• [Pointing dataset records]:
* * *
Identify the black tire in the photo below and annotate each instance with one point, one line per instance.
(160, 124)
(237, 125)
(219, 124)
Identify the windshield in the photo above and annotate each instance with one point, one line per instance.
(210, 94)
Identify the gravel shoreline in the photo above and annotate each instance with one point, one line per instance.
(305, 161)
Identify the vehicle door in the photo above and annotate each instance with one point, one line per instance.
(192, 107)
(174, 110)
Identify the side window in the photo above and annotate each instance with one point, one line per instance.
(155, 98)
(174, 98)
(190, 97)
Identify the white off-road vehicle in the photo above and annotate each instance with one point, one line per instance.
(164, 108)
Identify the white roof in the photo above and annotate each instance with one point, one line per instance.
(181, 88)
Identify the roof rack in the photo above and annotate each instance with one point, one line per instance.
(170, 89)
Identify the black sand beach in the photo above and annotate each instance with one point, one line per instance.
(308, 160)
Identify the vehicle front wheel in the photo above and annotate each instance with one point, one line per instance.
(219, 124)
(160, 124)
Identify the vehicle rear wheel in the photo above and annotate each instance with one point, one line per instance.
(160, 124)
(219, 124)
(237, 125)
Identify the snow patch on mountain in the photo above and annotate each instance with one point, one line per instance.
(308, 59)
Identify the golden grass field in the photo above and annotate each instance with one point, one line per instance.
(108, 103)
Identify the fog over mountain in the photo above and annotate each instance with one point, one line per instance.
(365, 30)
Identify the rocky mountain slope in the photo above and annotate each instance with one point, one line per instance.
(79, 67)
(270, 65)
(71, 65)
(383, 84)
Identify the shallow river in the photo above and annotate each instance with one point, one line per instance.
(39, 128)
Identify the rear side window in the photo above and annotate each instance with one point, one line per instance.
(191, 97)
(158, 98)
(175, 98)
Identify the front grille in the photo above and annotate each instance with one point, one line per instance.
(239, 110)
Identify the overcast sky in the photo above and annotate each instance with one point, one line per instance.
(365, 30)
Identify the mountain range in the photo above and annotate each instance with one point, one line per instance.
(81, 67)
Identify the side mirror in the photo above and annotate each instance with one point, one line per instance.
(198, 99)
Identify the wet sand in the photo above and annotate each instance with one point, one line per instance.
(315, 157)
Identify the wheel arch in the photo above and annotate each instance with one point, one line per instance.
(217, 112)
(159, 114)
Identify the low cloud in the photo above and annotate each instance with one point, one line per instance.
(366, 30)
* * *
• [What is required]:
Please turn the records above into a two-column CSV with the header instruction,answer and one row per instruction with its answer. Put each value in a quoted field and replace line breaks with spaces.

• [Result below]:
instruction,answer
"Identify the black tire in the photo below and annotate each instance with one point, one line per instance.","(160, 124) (237, 125) (219, 124)"
"Identify the windshield in the photo above and annotate each instance with one point, one line per instance.","(210, 94)"
"Identify the gravel shoreline in the photo above and annotate each instance with one point, one line per instance.","(305, 161)"
"Identify the vehicle door in the photo above and annotate each instance with one point, one line per instance.","(192, 107) (174, 110)"
"Identify the side window in the photo above and annotate each instance with one point, one line per instance.","(155, 98) (174, 98) (190, 97)"
"Identify the white off-road vehicle in the photo above and annotate each instance with one point, one line per instance.","(164, 108)"
"Identify the white roof in the photo above and annotate each instance with one point, one line per instance.","(181, 88)"
"Identify the roof rack in the photo above and annotate each instance with one point, one line per instance.","(170, 89)"
"Identify the black sand beach in the photo above and annotate each instance with one point, one line per instance.","(308, 160)"
"Identify the vehicle front wheel in the photo above and annotate each instance with one point, one line per instance.","(219, 124) (160, 124)"
"Identify the vehicle rear wheel in the photo above and annotate each instance with one point, one line per instance.","(160, 124) (219, 124) (237, 125)"
"Identify the snow patch on mountain in the photo above and annotate each instance with one point, one line per instance.","(308, 59)"
"Identify the golden grass field in the photo above and annotate each instance with one point, one line per instance.","(108, 103)"
"Identify the fog over mountain in the photo above and annotate each instance with one point, one line per instance.","(365, 30)"
"Identify the rocky mountain slope in the photo above and annotate each instance with one point, one line per instance.","(79, 67) (270, 65) (71, 65) (383, 84)"
"Identify the shallow river in the photo above and annotate each instance with one point, one line per instance.","(39, 128)"
"Identify the rear side window in the photo above and annotate each instance with one point, one line per instance.","(191, 97) (158, 98) (175, 98)"
"Identify the front grille in the photo above and annotate each instance with one point, one line per instance.","(239, 110)"
"Identify the overcast sky in the photo above and annotate each instance with one point, one line per instance.","(365, 30)"
"Identify the mountain range in the photo above and annotate each instance with one point, one line per instance.","(81, 67)"
"Identify the side mirror in the photo above and annotate each instance with one point, one line per instance.","(198, 99)"
"Identify the wet sand in the photo above and annotate each instance with one point, one line per instance.","(315, 157)"
"Identify the wheel arch in the photo above and annotate each instance with one point, one line per instance.","(217, 112) (159, 114)"
"Identify the low cloud in the photo above and annotate each instance with one point, one line per instance.","(366, 30)"